## [Requirements]
Format these lines as a numbered list, leaving out any blank lines.
-- begin Data lines --
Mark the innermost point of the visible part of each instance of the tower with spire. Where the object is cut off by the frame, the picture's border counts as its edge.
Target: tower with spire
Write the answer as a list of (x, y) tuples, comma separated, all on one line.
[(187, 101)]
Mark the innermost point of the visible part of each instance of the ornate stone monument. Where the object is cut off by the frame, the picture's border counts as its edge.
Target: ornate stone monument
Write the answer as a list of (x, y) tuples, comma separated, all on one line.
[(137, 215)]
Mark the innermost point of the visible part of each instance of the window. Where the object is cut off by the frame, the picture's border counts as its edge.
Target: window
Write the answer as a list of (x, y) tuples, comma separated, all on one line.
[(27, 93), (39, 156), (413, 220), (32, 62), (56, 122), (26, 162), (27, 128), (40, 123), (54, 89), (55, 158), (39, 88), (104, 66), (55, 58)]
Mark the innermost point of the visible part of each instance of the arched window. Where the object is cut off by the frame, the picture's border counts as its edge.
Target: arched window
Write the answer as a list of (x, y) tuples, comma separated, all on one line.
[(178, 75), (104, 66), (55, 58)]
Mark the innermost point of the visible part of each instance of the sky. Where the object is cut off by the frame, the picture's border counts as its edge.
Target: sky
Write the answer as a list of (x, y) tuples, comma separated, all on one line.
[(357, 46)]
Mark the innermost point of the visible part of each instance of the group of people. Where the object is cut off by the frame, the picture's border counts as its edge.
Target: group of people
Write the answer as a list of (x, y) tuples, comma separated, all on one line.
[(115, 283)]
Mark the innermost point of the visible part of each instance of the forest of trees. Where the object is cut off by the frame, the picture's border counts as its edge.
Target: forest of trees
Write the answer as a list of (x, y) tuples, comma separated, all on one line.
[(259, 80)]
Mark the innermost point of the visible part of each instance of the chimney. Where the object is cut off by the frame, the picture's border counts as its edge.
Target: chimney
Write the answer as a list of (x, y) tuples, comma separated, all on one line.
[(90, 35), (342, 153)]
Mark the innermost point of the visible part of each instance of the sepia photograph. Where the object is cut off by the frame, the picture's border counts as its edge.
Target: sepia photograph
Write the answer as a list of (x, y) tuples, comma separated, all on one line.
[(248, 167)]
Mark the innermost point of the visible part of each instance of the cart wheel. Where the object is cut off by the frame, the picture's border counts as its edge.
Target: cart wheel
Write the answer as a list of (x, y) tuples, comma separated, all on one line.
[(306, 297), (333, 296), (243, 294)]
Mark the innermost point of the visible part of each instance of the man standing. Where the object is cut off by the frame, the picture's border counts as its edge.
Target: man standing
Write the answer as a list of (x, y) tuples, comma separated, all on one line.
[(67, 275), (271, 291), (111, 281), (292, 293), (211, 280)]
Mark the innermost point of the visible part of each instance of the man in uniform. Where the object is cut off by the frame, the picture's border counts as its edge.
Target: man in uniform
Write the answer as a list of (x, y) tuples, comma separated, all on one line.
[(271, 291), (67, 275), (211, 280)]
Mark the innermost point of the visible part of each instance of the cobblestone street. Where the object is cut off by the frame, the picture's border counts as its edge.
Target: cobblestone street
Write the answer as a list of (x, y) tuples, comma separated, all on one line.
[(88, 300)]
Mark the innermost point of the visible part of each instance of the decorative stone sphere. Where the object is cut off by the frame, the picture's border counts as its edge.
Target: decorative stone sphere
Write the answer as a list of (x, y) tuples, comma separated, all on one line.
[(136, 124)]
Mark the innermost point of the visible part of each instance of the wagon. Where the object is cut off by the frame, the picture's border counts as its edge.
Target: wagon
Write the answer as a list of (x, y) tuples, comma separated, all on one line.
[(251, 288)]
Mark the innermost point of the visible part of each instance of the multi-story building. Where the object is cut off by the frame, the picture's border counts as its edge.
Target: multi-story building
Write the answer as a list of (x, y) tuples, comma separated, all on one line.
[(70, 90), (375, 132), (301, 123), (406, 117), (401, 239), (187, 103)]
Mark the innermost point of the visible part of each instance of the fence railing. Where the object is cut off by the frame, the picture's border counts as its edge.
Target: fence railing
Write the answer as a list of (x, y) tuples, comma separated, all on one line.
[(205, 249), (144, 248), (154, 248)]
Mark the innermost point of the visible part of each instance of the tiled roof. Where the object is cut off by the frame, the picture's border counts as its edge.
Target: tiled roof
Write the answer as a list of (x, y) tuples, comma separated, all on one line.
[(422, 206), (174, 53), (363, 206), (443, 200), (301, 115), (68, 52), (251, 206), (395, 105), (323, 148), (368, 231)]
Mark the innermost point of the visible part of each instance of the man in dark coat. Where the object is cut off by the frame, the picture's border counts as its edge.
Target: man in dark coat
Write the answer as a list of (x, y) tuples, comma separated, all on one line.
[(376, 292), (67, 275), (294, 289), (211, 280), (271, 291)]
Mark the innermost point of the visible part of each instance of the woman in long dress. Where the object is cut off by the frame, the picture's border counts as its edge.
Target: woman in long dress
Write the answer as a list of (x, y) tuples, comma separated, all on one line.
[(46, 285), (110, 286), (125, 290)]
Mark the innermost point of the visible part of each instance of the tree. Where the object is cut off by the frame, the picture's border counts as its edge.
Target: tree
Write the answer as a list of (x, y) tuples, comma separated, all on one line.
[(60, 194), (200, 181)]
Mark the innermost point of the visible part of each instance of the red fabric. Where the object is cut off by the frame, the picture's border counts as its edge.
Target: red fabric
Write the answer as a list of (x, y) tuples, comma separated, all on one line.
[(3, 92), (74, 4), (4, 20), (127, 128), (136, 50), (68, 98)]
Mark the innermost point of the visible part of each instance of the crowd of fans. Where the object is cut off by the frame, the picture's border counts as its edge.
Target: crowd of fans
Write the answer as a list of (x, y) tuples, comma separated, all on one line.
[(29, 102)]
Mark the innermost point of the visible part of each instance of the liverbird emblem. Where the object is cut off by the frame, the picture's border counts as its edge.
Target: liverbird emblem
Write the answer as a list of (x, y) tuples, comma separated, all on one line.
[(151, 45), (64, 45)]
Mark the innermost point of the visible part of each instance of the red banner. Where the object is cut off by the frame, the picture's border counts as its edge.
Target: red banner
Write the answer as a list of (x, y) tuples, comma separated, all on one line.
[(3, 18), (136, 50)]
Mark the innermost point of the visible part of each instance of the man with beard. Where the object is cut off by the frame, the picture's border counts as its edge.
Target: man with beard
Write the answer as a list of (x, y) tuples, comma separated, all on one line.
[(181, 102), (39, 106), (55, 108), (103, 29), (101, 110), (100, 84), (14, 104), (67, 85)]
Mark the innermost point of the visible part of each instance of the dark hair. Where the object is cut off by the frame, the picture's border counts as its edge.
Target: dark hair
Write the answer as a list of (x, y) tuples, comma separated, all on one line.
-- end Data lines --
## [Response]
1. Mark the innermost point of the visible part of each instance of the tower with spire. Where the object is cut off by the frame, the picture's border counts as its edge.
2. Target: tower with spire
3. Write the answer as a list of (x, y) tuples, comma separated, all on one line.
4. [(187, 101)]
5. Mark the innermost point of the visible part of each instance of the ornate stone monument. Where the object is cut off by the frame, the picture's border counts as its edge.
6. Target: ornate stone monument
7. Write the answer as a list of (x, y) tuples, comma separated, all on one line.
8. [(137, 215)]
9. Mark the innermost point of the visible part of each instance of the window. Where the object is cut off by the frame, the picture's border counts as its edge.
10. Target: window
11. Write the answer as a list of (x, y) tuples, comma separated, all on one line.
12. [(27, 93), (39, 156), (413, 220), (32, 62), (56, 122), (26, 162), (27, 128), (40, 123), (54, 89), (55, 158), (39, 88), (104, 66), (55, 58)]
13. Mark the innermost point of the visible part of each instance of the arched window. Where the object is cut off by the frame, the picture's border counts as its edge.
14. Target: arched window
15. Write the answer as a list of (x, y) tuples, comma separated, all on one line.
16. [(178, 75), (104, 66), (55, 58)]
17. Mark the innermost point of the visible part of each instance of the sky. Where the object is cut off by the frame, the picture's border counts as its edge.
18. Target: sky
19. Write the answer as a list of (x, y) tuples, comma separated, all on one line.
20. [(357, 46)]
21. Mark the innermost point of the visible part of each instance of the group of people. Where the object is cut off by the frame, the picture's border counts as its edge.
22. Target: group of people
23. Write the answer as a list of (x, y) tuples, comma separated, all on one line.
24. [(115, 283)]
25. Mark the innermost point of the visible part of each instance of the forest of trees. Where the object is cut off by the frame, the picture's border counts as its edge.
26. Target: forest of trees
27. Write the answer as a list of (x, y) tuples, comma separated, all on one line.
28. [(259, 80)]
29. Mark the innermost point of the visible part of each instance of the chimney. Where the object is cut off by the frame, the picture's border counts as its edge.
30. Target: chimney
31. Write the answer as a list of (x, y) tuples, comma separated, all on one line.
32. [(90, 35), (342, 153)]
33. Mark the innermost point of the visible part of each instance of the sepia photograph. Where the object is cut off by the frame, the picture's border counts as its edge.
34. Target: sepia photograph
35. Write the answer as a list of (x, y) tuples, comma separated, all on one line.
36. [(248, 167)]
37. Mark the innermost point of the visible part of each instance of the cart wheel. Where the object is cut off by the frame, the picture's border counts as its edge.
38. Target: cart wheel
39. Write the answer as a list of (x, y) tuples, comma separated, all on one line.
40. [(306, 297), (333, 296), (243, 294)]
41. Mark the innermost point of the visible part of each instance of the man standing. Where the object is cut off by the frame, the picture's border counts as its edge.
42. Target: man standing
43. Write the answer as a list of (x, y) tuples, comma separated, all on one line.
44. [(67, 275), (271, 291), (111, 281), (292, 293), (211, 280)]
45. Mark the innermost point of the visible part of each instance of the man in uniform. Where the object is cut off by the frame, the picture's border counts as its edge.
46. Target: man in uniform
47. Write the answer as a list of (x, y) tuples, comma separated, all on one line.
48. [(271, 291), (67, 275), (211, 280)]
49. Mark the innermost point of the visible part of each instance of the cobblestone street. Where the object is cut off by the frame, the picture's border counts as its edge.
50. Target: cobblestone street
51. Write the answer as a list of (x, y) tuples, comma separated, all on one line.
52. [(88, 300)]
53. Mark the innermost point of the visible part of each instance of the decorative stone sphere. Where the object is cut off by the frame, the picture's border counts as its edge.
54. Target: decorative stone sphere
55. Write the answer as a list of (x, y) tuples, comma separated, all on one line.
56. [(136, 124)]
57. Mark the innermost point of the visible part of each instance of the wagon. Where the object is cut off by the frame, the picture's border counts as its edge.
58. Target: wagon
59. Write the answer as a list of (x, y) tuples, comma separated, all on one line.
60. [(251, 288)]
61. Mark the innermost point of the visible part of each instance of the multi-story building. Where the object is cut off by the frame, the picture's border counts as its edge.
62. Target: multi-story building
63. Write the answer as a list of (x, y) tuples, comma separated, all on one line.
64. [(70, 90), (375, 132), (301, 123), (406, 117), (401, 239), (187, 103)]
65. Mark the innermost point of the visible part of each instance of the fence railing. Where the object is cut off by the frame, the picture's border counts as its edge.
66. Target: fence railing
67. Write the answer as a list of (x, y) tuples, comma separated, all on one line.
68. [(205, 249), (144, 248), (154, 248)]
69. Mark the innermost point of the visible part of each instance of the tiled roof. Where the object is cut off by the frame, the picture's border counts as its edge.
70. Target: tiled roof
71. Write the answer as a list of (x, y) tuples, comma separated, all on one line.
72. [(422, 206), (174, 53), (363, 206), (443, 200), (301, 115), (68, 52), (251, 206), (395, 105), (323, 148), (368, 231)]
73. Mark the innermost point of the visible part of each instance of the man in dark coat. Where the object is cut off by the frame, the picture's border counts as its edge.
74. Target: man in dark coat
75. Write the answer as a list of (x, y) tuples, comma separated, all on one line.
76. [(376, 292), (67, 275), (294, 289), (211, 280), (271, 291)]
77. Mark the innermost point of the visible part of each instance of the woman in long dress. Where the object is cut off by the frame, the picture's border counts as its edge.
78. Target: woman in long dress
79. Write the answer as a list of (x, y) tuples, comma separated, all on one line.
80. [(46, 285), (110, 286), (125, 290)]
81. Mark the innermost point of the visible part of each instance of the tree. Where the object is cut off by the frame, the picture's border counts as its edge.
82. Target: tree
83. Write the answer as a list of (x, y) tuples, comma separated, all on one line.
84. [(60, 194), (200, 181)]
85. Mark the innermost point of the visible part of each instance of the red fabric. Where the object is cut off by the frame, the picture's border counts as its edge.
86. Target: red fabric
87. Write the answer as a list of (x, y) tuples, comma separated, all on one line.
88. [(3, 92), (74, 4), (4, 20), (127, 128), (136, 50), (68, 98)]
89. Mark the innermost point of the visible part of each instance of the crowd of fans. Where the object is cut off by the frame, the picture's border counts as its edge.
90. Target: crowd of fans
91. Write the answer as a list of (x, y) tuples, comma separated, all on one line.
92. [(29, 102)]
93. Mark the innermost point of the visible part of each instance of the liverbird emblem. Where the object is cut off by the frame, the picture's border counts as its edge.
94. Target: liverbird emblem
95. Write the answer as a list of (x, y) tuples, comma separated, all on one line.
96. [(151, 45), (64, 45)]
97. Mark the innermost point of the visible part of each instance of the red banner. Where the object is cut off by the frame, the picture's border counts as its edge.
98. Target: red banner
99. Write the answer as a list of (x, y) tuples, comma separated, all on one line.
100. [(3, 18), (136, 50)]
101. Mark the innermost point of the visible part of each instance of the man with beard. Where the object is cut off by the frame, the picture's border counts as its edge.
102. Target: man with beard
103. Write the answer as a list of (x, y) tuples, comma separated, all on one line.
104. [(181, 102), (39, 106), (55, 108), (103, 29), (101, 110), (100, 84), (14, 104), (67, 85)]
105. Mark the innermost point of the visible part of each instance of the dark hair. Where the object is cut off by the frame, the picture's border counts as its edge.
106. Target: dark hair
107. Write the answer as a list of (x, y) tuples, comma separated, all on one line.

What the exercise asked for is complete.